--- GIVEN EXERCISE ---
Copy out verbatim the lines of the material starting at the line containing "Each instance of the white garage" and ending at the line containing "[[[140,106],[140,122],[148,122],[148,121],[149,107],[148,105]]]", including both of those lines.

-- Start EXERCISE MATERIAL --

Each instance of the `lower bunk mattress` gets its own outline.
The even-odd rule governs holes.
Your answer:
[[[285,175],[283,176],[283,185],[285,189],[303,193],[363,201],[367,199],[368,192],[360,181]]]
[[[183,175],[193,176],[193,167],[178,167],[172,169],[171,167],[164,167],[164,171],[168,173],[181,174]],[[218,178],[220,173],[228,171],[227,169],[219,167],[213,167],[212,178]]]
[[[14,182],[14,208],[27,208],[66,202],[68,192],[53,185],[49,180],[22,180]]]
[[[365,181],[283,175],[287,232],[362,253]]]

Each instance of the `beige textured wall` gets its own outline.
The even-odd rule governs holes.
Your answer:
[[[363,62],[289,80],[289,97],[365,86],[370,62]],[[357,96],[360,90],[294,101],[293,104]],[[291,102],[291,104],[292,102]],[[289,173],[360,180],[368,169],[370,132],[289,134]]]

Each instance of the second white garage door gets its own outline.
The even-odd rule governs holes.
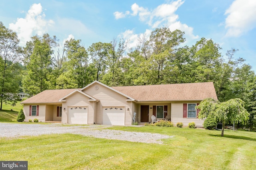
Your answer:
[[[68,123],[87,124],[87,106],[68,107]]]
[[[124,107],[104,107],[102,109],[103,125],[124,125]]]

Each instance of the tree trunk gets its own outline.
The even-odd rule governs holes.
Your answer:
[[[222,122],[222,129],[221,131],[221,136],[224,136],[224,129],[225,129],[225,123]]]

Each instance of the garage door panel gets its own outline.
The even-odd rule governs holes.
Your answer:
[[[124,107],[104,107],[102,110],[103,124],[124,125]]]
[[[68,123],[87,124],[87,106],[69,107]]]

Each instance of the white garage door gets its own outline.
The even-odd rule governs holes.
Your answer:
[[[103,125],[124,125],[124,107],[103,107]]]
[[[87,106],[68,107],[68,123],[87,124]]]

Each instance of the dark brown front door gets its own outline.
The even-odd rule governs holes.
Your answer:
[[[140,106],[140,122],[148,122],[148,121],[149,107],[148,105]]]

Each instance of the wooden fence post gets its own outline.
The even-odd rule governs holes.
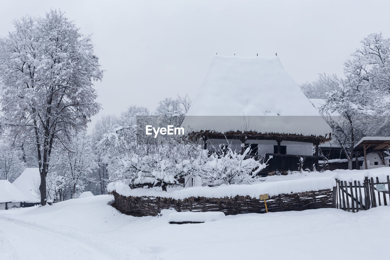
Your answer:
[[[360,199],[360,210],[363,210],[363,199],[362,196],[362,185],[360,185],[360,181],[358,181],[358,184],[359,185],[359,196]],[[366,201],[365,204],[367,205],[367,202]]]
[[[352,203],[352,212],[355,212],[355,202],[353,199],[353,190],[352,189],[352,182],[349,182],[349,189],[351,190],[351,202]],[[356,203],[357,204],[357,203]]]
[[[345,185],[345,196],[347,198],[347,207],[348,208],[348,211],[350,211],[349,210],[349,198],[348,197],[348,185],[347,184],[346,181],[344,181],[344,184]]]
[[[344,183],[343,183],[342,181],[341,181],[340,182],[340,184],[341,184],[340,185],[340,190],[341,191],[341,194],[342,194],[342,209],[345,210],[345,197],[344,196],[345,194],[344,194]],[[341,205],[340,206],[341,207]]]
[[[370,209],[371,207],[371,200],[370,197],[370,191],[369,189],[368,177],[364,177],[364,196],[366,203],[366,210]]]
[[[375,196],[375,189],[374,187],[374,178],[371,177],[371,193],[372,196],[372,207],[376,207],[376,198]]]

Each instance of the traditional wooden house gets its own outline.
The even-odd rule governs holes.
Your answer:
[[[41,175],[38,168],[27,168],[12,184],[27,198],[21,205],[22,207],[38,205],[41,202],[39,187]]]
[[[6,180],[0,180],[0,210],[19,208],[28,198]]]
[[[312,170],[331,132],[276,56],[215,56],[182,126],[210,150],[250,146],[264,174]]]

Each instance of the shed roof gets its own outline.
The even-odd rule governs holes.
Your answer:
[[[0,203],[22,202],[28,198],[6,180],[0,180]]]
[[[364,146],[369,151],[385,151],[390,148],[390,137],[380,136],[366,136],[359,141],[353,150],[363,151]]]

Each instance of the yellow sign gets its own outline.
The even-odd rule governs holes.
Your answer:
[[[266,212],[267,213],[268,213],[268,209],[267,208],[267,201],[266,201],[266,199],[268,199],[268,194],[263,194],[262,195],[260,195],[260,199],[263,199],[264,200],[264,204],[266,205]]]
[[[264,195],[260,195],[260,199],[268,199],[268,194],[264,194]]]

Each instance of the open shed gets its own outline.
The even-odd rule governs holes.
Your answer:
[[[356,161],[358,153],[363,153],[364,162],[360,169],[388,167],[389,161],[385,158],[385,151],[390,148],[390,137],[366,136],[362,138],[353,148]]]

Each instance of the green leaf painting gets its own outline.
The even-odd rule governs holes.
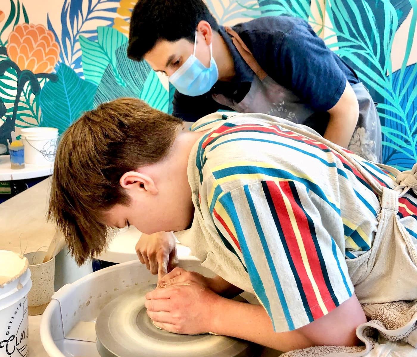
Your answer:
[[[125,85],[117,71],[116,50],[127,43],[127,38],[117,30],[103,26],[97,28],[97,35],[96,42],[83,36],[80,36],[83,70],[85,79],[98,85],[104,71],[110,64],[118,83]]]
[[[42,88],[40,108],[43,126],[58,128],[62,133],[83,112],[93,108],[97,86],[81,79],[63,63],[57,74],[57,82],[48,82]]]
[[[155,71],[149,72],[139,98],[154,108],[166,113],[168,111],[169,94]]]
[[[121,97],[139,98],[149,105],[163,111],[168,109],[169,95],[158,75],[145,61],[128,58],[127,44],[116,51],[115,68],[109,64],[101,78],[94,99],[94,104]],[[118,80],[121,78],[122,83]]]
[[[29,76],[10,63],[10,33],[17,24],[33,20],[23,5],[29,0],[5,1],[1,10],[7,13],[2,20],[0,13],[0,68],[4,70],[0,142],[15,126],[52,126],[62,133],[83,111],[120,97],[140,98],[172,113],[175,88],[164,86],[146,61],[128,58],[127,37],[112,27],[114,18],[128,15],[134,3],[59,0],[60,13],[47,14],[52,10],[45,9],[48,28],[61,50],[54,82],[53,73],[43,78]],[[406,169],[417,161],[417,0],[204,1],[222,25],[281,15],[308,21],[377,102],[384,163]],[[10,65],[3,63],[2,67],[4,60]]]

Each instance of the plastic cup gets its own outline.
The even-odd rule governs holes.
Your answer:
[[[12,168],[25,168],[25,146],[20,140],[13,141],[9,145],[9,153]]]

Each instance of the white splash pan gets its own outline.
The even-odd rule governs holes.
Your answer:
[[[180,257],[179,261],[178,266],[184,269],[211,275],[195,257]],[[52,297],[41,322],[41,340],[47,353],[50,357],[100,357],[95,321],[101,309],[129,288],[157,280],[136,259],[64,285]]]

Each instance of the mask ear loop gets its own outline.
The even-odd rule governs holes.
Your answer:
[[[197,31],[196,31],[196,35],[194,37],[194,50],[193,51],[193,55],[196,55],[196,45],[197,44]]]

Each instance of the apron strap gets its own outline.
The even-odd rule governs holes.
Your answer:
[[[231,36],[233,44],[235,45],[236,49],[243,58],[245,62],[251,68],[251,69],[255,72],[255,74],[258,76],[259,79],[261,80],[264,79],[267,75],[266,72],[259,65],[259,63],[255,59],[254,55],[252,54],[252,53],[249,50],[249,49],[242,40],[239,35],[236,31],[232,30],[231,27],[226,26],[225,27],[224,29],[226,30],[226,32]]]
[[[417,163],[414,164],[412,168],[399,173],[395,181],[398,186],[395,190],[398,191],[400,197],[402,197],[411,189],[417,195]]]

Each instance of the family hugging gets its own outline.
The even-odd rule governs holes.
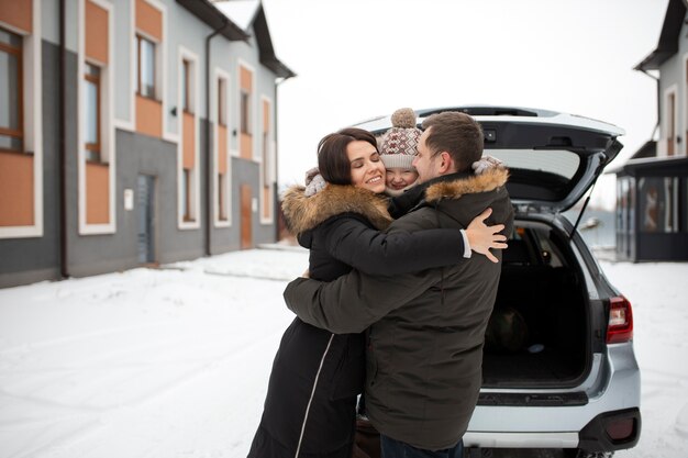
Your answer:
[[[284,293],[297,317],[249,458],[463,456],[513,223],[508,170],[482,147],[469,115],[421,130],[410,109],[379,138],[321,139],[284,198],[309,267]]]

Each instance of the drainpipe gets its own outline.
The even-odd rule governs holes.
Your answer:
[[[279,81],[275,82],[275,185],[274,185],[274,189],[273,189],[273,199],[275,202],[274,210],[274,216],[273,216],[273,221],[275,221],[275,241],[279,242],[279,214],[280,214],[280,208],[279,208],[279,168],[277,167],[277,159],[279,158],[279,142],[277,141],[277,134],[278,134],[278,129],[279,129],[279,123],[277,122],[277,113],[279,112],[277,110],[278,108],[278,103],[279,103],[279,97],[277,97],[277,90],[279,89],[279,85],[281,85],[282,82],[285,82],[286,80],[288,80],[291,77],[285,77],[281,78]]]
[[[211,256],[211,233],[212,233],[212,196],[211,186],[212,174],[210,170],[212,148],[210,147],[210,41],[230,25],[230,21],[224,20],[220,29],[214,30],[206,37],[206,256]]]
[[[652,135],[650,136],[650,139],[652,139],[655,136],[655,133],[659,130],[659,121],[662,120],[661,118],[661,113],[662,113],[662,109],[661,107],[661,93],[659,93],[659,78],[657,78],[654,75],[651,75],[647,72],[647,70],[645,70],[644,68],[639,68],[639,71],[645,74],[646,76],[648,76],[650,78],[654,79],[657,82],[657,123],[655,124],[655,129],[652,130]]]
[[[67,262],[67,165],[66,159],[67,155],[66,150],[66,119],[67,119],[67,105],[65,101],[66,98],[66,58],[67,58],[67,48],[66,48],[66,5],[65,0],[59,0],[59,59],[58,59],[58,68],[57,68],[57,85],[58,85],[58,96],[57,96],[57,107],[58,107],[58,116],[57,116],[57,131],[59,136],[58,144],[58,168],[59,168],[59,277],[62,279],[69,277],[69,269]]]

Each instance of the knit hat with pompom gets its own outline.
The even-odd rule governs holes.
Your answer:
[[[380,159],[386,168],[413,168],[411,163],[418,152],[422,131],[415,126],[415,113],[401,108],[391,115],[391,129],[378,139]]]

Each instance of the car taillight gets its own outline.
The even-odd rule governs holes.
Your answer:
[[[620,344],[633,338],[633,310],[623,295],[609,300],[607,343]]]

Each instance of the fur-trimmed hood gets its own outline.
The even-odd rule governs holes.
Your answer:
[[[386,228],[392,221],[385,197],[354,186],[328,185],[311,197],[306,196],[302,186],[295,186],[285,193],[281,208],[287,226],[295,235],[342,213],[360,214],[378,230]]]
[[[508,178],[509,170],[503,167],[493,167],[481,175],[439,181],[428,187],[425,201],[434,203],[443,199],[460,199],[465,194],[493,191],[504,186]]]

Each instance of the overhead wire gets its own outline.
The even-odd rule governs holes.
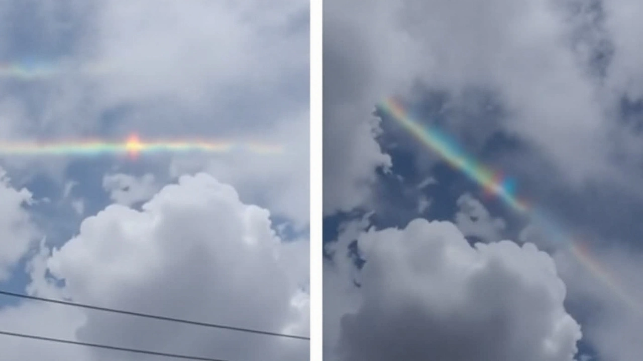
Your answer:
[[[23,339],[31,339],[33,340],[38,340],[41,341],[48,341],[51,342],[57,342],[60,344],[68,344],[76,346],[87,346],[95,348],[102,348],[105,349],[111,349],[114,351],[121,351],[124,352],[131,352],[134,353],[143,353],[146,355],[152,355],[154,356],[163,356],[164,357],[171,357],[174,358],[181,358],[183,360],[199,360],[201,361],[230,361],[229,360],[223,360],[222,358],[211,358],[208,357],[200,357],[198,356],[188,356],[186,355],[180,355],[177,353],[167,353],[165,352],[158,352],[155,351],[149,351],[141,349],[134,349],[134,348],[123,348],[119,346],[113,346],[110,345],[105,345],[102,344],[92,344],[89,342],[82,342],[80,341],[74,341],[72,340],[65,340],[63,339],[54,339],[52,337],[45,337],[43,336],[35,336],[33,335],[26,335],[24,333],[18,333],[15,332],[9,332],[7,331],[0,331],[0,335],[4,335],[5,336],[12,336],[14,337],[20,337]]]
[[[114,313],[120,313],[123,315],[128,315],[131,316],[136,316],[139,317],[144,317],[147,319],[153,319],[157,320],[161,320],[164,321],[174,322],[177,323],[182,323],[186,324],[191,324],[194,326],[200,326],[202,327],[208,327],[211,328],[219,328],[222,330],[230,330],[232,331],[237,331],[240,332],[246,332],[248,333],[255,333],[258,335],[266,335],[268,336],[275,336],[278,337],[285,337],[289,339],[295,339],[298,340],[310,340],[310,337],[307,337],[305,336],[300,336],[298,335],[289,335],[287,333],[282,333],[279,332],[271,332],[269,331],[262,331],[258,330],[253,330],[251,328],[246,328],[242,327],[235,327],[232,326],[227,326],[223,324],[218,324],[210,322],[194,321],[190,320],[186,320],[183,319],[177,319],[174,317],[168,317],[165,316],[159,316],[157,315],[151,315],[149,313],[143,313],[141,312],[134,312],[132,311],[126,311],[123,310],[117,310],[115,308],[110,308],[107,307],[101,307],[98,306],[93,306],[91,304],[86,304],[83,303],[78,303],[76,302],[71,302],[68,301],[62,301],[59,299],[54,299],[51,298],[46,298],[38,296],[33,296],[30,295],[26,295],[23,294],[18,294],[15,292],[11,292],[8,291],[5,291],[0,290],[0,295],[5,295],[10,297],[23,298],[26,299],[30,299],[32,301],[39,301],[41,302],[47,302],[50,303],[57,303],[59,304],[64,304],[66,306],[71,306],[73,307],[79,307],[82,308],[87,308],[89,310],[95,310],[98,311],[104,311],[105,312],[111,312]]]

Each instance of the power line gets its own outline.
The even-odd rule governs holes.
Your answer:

-- End EXERCISE MATERIAL --

--- COMPLETE OUTPUT ---
Each instance of the white garage door gets its own outline.
The even-odd rule governs holes.
Your answer:
[[[103,125],[124,125],[124,107],[103,107]]]
[[[87,106],[68,107],[68,123],[87,124]]]

Each instance of the dark brown front door gets its own outline.
The even-odd rule governs holes.
Your answer:
[[[140,106],[140,122],[148,122],[148,121],[149,107],[148,105]]]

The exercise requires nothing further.